## Apply what you read:
- 1) Answer these questions using the article about the Capitol Police and the Jan. 6 riot.
(a) Who is the Capitol Police Inspector General?
(b) Before which committee is the public hearing held?
(c) How many other officers who defended the Capitol died by suicide shortly after the attack?
- 2) Extend the article about the Capitol Police watchdog review of the Jan. 6 riot, starting after its last sentence.

───── Text excerpt

Capitol Police Ill-Prepared for Jan. 6 Riot, Watchdog Says
(Bloomberg) -- U.S. Capitol Police were ill-prepared for the Jan. 6 insurrection because of deficiencies in leadership decision-making under fire, threat analysis and equipment and training, according to the department’s top internal watchdog.
The department “failed to disseminate relevant information obtained from outside sources, lacked consensus on the interpretation of threat analyses, and disseminated conflicting intelligence information regarding planned events for January 6, 2021,” Capitol Police Inspector General Michael Bolton plans to tell a congressional hearing Thursday, according to his prepared remarks.
The Capitol Police needs to change its approach from being a police department that reacts to crime to a “protective agency” that is “being proactive to prevent events such as January 6th,” he will tell the panel.
Bolton is to testify about his review of the January siege by supporters of former President Donald Trump, which includes a detailed timeline of the events tied to the takeover of the Capitol of that day, and dozens of recommendations for internal changes he says the department should implement.
In a statement, the department said it “fully agrees with many of the recommendations.” The department “is also aware that nearly all of the recommendations require time and significant resources the Department does not have.”
“January 6 was a pivotal moment in USCP, U.S. and world history that demonstrated the need for major changes to the way USCP operates,” the department stated, adding it “stands eager and willing to work with its congressional stakeholders to implement critical security enhancements.”
The public hearing before the Committee on House Administration was scheduled by its chairman, Representative Zoe Lofgren of California, after a private briefing by Bolton in March.
The riot resulted in the death of Capitol Police Officer Brian Sicknick and left more than 100 others injured. Two other officers who defended the Capitol died by suicide shortly after the attack.
Current and former Capitol security leaders have previously testified before congressional committees, largely defending their actions.

──────────
───── Material shown

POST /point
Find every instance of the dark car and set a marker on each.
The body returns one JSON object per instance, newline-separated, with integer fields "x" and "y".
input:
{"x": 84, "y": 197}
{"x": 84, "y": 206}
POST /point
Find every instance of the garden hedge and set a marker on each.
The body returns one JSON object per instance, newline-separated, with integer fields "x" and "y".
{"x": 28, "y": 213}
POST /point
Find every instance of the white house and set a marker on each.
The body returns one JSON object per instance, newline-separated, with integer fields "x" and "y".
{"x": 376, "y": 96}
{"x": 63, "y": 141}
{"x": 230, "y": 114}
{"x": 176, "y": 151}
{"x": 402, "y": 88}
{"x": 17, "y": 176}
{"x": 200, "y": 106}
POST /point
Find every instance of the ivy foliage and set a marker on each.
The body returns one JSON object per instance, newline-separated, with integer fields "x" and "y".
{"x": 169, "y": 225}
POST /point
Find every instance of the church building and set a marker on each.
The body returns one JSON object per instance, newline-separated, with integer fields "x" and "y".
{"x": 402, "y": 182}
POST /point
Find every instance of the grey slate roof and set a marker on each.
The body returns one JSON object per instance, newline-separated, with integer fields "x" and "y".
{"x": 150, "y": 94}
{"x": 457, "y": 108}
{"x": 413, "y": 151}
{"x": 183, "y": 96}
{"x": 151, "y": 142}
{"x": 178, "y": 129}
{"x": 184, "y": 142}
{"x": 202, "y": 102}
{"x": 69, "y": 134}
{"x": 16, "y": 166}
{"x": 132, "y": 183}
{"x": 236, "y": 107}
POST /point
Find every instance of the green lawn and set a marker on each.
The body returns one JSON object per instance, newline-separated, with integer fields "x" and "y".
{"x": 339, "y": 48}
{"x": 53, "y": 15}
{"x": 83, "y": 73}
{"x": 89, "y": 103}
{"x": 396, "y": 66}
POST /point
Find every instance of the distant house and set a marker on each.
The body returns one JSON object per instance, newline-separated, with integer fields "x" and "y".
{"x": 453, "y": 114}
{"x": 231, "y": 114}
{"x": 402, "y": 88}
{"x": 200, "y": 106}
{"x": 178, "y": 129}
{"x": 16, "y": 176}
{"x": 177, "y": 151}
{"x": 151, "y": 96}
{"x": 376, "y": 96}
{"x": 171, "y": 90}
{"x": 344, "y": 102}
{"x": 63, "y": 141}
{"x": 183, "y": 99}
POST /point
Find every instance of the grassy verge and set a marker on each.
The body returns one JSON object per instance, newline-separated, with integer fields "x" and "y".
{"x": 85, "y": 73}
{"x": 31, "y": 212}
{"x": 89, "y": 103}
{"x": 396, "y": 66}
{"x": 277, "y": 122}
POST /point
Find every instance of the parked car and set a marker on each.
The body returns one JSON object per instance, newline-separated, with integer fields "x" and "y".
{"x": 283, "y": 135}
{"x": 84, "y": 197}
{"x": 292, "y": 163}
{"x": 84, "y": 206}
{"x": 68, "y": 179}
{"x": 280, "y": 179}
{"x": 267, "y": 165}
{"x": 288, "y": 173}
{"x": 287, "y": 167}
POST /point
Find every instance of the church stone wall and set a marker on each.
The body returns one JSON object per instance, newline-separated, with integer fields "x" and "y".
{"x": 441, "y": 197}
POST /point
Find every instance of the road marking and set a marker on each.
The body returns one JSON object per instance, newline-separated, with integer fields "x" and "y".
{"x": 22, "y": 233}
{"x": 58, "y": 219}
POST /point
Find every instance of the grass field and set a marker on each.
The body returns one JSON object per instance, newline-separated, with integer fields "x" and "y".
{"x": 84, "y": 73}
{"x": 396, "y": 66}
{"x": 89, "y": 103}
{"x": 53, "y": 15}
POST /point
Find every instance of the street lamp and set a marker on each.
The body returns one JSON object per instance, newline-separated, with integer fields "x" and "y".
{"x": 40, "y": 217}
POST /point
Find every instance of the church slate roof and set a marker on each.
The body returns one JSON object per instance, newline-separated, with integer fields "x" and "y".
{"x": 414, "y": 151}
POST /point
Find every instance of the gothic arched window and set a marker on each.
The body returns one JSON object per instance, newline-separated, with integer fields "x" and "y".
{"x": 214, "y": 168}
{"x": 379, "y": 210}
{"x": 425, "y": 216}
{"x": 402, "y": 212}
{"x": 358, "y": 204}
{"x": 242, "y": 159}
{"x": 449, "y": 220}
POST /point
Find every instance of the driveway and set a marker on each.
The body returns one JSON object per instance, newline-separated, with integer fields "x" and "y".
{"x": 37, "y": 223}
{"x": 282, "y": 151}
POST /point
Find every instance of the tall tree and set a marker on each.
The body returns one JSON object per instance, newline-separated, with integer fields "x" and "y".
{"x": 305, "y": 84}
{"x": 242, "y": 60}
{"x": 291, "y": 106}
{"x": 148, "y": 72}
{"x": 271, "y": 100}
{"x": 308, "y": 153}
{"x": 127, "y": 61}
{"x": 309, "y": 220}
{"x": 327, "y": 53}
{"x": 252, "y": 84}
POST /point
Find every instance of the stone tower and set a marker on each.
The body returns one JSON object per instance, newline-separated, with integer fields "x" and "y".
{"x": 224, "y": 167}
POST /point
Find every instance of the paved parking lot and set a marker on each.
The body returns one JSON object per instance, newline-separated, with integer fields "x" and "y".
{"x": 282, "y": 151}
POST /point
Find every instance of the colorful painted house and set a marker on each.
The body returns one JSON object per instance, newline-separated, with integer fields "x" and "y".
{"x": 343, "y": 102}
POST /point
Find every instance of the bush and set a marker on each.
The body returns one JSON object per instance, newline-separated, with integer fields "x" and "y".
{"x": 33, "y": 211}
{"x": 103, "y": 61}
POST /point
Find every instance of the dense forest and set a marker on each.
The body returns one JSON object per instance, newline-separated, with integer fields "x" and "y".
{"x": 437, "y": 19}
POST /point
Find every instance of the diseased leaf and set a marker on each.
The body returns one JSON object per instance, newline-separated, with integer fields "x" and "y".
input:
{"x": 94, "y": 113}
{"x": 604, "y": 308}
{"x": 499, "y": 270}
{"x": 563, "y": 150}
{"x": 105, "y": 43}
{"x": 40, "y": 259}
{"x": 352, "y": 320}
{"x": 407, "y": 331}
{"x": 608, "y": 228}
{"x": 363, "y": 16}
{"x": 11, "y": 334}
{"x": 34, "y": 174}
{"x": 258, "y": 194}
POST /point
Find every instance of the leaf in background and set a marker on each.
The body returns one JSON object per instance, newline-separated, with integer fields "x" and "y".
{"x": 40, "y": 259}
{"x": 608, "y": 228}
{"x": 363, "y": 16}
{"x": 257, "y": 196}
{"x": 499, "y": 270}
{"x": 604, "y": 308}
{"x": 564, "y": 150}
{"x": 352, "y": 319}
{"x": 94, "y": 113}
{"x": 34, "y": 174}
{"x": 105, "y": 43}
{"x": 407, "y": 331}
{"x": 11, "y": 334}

──────────

## Task answers:
- 1)
(a) Michael Bolton
(b) The Committee on House Administration
(c) Two

- 2)
Bolton’s office has produced two “flash reports” so far that summarize findings from its review and offer the department specific proposed reforms. Other such reports are to be delivered to the department every 30 days, according to Bolton’s prepared testimony.
One of the first two reports asserts there was “a lack of consensus about whether intelligence information regarding planned events on January 6, 2021, actually indicated specific known threats to the Joint Session of Congress.”
Based on the department’s own timeline of events, one finding is that at approximately 7 p.m. to 8 p.m. on Jan. 5, the FBI’s Norfolk Division posted on internal systems a document with information about a specific, potential threat against members of Congress, including a map of Capitol’s underground tunnels.
Later that evening, a Capitol Police task force officer pulled the memo from the FBI system and emailed it to an internal distribution list. But that memo did not surface or circulate more widely within the department until it was attached to an information package sent out late on Jan. 6 -- after the Capitol security breach occurred.
Even after the Capitol riot, and after the media began reporting on the existence of that document and lawmakers asked about it, some in the department denied they were aware of it.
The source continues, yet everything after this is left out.